Supplied entries:
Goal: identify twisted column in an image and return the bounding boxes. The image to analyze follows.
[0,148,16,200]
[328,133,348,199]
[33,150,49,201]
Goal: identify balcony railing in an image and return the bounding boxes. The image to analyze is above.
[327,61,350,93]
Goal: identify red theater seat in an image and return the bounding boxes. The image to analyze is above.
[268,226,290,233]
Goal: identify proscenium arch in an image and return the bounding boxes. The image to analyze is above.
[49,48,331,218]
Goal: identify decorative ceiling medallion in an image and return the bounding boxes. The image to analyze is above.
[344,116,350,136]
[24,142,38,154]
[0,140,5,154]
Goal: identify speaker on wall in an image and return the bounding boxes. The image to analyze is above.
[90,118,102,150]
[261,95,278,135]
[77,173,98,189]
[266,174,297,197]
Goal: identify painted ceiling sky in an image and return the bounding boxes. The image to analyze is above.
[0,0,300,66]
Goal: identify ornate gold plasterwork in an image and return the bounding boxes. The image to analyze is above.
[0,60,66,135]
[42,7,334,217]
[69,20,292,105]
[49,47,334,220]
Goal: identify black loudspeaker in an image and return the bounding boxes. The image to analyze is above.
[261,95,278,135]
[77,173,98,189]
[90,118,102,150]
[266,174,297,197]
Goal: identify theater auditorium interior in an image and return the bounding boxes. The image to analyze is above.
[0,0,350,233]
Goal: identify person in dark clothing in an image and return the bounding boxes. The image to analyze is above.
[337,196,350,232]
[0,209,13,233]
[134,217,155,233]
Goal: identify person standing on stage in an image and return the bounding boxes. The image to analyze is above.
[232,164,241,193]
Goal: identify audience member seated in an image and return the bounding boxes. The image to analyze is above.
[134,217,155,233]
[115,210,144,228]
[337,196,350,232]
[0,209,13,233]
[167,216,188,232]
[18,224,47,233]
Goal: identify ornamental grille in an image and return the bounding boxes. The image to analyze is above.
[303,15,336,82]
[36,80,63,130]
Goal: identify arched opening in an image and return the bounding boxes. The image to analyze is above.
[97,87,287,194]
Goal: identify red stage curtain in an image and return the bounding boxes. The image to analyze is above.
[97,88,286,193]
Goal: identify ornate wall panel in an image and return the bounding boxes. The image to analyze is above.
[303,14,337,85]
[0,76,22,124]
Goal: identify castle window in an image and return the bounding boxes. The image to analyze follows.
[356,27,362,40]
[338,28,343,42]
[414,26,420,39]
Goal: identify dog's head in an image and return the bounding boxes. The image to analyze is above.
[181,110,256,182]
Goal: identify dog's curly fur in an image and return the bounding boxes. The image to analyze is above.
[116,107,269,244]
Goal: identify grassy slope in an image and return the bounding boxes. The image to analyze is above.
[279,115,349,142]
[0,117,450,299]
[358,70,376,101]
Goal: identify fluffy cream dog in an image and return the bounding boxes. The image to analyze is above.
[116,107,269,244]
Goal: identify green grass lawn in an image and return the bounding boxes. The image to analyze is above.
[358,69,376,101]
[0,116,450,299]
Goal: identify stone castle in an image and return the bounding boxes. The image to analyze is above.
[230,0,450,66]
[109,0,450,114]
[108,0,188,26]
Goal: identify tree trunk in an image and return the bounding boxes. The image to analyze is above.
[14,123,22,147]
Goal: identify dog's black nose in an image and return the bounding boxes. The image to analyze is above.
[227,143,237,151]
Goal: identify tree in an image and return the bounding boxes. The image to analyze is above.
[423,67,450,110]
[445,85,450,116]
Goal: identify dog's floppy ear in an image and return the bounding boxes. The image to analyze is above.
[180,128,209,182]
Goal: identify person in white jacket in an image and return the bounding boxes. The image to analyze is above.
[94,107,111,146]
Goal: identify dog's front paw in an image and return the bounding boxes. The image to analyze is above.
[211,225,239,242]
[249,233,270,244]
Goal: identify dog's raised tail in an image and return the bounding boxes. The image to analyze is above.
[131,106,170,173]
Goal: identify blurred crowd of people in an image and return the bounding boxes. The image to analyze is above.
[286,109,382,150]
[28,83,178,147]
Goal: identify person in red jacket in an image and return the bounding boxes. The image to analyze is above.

Task brief: Scale the part that opens with the line containing "Goal: identify red stage" and closes with the line containing "[0,76,22,124]". Write those lines out again, requests included, with each box coordinate in the answers multiplied by 0.8 and rounded to a whole number, halves rounding up.

Written response:
Goal: identify red stage curtain in an image and return the bounding boxes. The image to analyze is above.
[78,70,229,154]
Goal: identify ornate wall panel in an image and return the bounding boxes. The image to analyze is above.
[242,11,270,68]
[0,61,18,99]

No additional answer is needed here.